[Opening MATERIAL FOR THE TASK section]

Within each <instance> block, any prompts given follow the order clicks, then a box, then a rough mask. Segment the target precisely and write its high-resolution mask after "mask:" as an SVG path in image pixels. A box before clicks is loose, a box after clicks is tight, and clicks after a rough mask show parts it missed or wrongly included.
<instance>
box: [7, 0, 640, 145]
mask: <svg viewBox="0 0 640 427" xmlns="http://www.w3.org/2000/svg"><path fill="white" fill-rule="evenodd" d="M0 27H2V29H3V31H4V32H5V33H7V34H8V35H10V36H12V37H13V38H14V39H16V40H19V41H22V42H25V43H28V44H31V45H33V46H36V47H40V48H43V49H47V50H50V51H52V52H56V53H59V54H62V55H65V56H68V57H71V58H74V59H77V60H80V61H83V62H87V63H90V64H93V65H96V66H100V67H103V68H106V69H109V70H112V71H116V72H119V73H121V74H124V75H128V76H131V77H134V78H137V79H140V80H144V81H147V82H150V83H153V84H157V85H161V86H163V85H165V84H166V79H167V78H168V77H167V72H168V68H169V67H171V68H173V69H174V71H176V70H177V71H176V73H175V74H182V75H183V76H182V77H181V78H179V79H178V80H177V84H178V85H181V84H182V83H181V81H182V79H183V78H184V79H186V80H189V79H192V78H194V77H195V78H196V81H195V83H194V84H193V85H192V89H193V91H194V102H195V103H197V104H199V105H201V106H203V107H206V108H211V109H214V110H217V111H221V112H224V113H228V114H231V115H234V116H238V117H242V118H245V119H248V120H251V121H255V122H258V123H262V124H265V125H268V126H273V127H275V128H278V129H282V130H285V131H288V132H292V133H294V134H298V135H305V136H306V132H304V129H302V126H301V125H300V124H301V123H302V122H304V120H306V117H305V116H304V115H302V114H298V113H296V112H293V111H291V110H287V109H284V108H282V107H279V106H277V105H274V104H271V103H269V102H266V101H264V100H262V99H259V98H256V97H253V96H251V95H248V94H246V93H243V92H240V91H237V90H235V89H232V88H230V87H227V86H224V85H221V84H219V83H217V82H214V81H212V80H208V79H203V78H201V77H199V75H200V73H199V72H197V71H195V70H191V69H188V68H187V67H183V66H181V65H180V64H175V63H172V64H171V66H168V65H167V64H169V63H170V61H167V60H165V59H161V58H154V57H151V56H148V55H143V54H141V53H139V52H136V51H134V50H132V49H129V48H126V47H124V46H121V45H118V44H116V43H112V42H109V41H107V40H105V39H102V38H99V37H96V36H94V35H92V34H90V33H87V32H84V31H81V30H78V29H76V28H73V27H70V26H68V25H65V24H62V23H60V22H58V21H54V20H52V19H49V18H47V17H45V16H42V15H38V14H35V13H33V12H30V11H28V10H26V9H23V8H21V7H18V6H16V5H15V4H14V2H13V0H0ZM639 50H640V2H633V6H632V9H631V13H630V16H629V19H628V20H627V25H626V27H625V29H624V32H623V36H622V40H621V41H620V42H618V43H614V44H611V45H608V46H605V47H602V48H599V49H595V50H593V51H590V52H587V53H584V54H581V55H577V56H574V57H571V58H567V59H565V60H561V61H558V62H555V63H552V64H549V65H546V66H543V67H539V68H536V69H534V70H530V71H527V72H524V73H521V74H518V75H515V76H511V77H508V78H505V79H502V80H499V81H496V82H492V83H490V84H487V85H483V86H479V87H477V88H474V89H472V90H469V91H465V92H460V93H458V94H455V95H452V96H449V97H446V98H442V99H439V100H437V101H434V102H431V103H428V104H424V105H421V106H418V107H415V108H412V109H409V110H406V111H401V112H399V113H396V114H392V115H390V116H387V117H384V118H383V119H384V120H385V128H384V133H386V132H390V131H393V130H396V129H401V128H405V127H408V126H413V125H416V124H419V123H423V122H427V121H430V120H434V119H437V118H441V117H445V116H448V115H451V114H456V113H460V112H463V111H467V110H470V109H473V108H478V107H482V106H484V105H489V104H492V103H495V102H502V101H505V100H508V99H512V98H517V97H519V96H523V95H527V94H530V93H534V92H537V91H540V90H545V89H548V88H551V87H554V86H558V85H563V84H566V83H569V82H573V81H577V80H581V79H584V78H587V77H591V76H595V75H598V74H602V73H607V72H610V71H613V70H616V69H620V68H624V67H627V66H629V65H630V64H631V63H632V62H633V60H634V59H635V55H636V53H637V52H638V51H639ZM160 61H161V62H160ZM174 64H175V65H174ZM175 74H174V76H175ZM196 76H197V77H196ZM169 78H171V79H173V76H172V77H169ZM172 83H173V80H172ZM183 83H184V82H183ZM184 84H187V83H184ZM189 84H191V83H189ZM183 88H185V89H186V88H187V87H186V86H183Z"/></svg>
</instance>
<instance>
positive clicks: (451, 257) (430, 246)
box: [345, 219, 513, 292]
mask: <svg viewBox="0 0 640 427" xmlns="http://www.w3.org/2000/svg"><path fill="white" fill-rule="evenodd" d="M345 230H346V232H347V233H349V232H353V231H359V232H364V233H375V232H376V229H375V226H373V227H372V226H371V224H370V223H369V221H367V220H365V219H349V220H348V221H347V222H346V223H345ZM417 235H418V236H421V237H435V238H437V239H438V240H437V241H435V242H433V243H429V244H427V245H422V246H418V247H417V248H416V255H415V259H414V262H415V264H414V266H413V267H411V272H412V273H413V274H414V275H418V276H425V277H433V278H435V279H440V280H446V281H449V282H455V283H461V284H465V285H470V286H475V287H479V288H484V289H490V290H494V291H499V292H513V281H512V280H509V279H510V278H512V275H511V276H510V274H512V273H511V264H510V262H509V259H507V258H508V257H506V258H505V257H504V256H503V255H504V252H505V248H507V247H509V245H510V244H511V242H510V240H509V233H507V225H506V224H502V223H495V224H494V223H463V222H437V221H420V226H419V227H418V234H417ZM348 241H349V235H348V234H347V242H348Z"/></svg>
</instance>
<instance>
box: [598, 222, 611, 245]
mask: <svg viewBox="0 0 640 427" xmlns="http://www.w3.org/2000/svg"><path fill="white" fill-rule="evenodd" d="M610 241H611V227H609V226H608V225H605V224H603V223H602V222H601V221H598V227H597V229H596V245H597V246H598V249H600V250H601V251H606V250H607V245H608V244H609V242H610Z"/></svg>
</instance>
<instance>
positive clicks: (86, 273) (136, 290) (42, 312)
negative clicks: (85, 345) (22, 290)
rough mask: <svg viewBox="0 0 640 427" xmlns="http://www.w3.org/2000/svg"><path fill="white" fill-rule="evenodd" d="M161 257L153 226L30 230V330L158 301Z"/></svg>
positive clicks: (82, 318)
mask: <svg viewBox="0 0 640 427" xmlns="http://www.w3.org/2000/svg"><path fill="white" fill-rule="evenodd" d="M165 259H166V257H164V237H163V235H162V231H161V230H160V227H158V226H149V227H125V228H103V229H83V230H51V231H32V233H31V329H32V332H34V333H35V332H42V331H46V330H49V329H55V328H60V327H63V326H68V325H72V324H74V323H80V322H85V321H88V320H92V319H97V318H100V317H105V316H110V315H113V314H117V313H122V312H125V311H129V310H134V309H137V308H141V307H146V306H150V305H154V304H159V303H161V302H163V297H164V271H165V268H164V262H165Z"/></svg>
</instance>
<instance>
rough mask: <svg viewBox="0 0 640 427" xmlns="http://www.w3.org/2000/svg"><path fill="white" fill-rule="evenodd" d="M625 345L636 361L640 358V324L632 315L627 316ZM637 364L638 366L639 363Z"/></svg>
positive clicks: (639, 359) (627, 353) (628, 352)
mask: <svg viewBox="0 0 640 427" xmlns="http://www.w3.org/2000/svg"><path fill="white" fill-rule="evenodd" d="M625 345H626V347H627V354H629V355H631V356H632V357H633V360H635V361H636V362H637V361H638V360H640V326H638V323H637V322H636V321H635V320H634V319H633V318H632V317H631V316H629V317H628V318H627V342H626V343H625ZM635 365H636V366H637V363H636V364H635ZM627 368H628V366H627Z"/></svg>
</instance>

[Closing MATERIAL FOR THE TASK section]

## WORK REQUIRED
What lines above hold the word "rough"? Pull each one out.

## ANSWER SPACE
Within each <instance> block, any prompts given follow the order clicks, then a box, then a rough mask. Segment the target precisely and write its high-resolution mask after "mask:" as an SVG path in image pixels. A box before clicks is loose, a box after clicks is tight, and clicks after a rough mask show parts it missed or wrongly included.
rough mask: <svg viewBox="0 0 640 427" xmlns="http://www.w3.org/2000/svg"><path fill="white" fill-rule="evenodd" d="M161 257L153 226L30 230V330L158 301Z"/></svg>
rough mask: <svg viewBox="0 0 640 427" xmlns="http://www.w3.org/2000/svg"><path fill="white" fill-rule="evenodd" d="M625 345L636 361L640 358V324L632 315L627 316ZM637 364L638 366L639 363Z"/></svg>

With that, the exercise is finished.